** 本文 **
説明

機械部品及び転がり軸受

【課題】生分解性樹脂組成物からなる機械部品において、一定レベルの生分解性を保持しつつ、機械的強度及び耐湿性を向上する。
【解決手段】エチレン含有量が25〜40モル%のエチレン−ビニルアルコール共重合体をベース樹脂とし、強化繊維材を樹脂組成物全量の15〜40質量%の割合で含有する樹脂組成物からなる機械部品、並びに少なくとも保持器が前記樹脂組成物からなる転がり軸受。

【発明の詳細な説明】
【技術分野】
【0001】
本発明は、生分解性樹脂組成物を成形してなる機械部品、並びに少なくとも保持器が前記生分解性樹脂組成物からなる転がり軸受に関する。
【背景技術】
【0002】
生分解性樹脂は、土壌中等に放置されるとバクテリア等により二酸化炭素及び水等に徐々に分解する。この生分解性樹脂からなる機械部品は、自然環境に放出されても原形を留めなくなるまで自然に分解するため、自然環境に対して悪影響を及ぼし難い。また、植物やその他の生物資源等のように再生可能な原料から生産されるバイオマスプラスチックも、カーボンニュートラルな素材として注目を浴びている。
【0003】
これらの環境対応型プラスチックは、ごみ袋、ボトル容器、食品用トレイ、農業用マルチフィルム等の材料が主たる用途であったが、最近、転がり軸受のシール部材をはじめとして、各種機械部品への適用が検討されている。そのためには、概ね200℃程度の高融点の生分解性樹脂が必要であり、ポリエチレンテレフタレートの分子構造中に脂肪族エステル構造を含有させたポリエステル系樹脂(ポリエチレンテレフタレートブチレンサクシネート等)やポリビニルアルコールが注目されている。本出願人も先に、ポリビニルアルコールに補強繊維材を配合した樹脂組成物からなる保持器やシールを備える転がり軸受を提案している(特許文献1〜4参照)。
【先行技術文献】
【特許文献】
【0004】
【特許文献1】特開2004−92732号公報
【特許文献2】特開2004−92769号公報
【特許文献3】特許第3791439号公報
【特許文献4】特許第4117478号公報
【発明の概要】
【発明が解決しようとする課題】
【0005】
しかしながら、上記ポリエステル系樹脂は、引張強度や伸びが小さいために、例えば保持器としたときに玉圧入時に爪部が白化したり、最悪の場合破損するおそれもある。また、ポリビニルアルコールは、引張強度や伸びがポリエステル系樹脂に比べて高いものの、分子内に水酸基を多量に有するために耐水性に劣り、大気中の水分でも吸水が進んで機械的性質の経時的な低下を起こし易いため、取り扱いに注意が必要であり、使用環境が制限されている。

** データセット内容 **
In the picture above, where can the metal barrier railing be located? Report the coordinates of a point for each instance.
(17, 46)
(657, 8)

** 作業内容 **
1) 本文によると、機械部品のベース樹脂とするエチレン−ビニルアルコール共重合体のエチレン含有量は何モル%か。
2) 本文の「機械部品及び転がり軸受」から「素材として注目を浴びている。」までを、一字も変えずに書き写してください。

** 解答 **
1) 25〜40モル%

2)
機械部品及び転がり軸受

【課題】生分解性樹脂組成物からなる機械部品において、一定レベルの生分解性を保持しつつ、機械的強度及び耐湿性を向上する。
【解決手段】エチレン含有量が25〜40モル%のエチレン−ビニルアルコール共重合体をベース樹脂とし、強化繊維材を樹脂組成物全量の15〜40質量%の割合で含有する樹脂組成物からなる機械部品、並びに少なくとも保持器が前記樹脂組成物からなる転がり軸受。

【発明の詳細な説明】
【技術分野】
【0001】
本発明は、生分解性樹脂組成物を成形してなる機械部品、並びに少なくとも保持器が前記生分解性樹脂組成物からなる転がり軸受に関する。
【背景技術】
【0002】
生分解性樹脂は、土壌中等に放置されるとバクテリア等により二酸化炭素及び水等に徐々に分解する。この生分解性樹脂からなる機械部品は、自然環境に放出されても原形を留めなくなるまで自然に分解するため、自然環境に対して悪影響を及ぼし難い。また、植物やその他の生物資源等のように再生可能な原料から生産されるバイオマスプラスチックも、カーボンニュートラルな素材として注目を浴びている。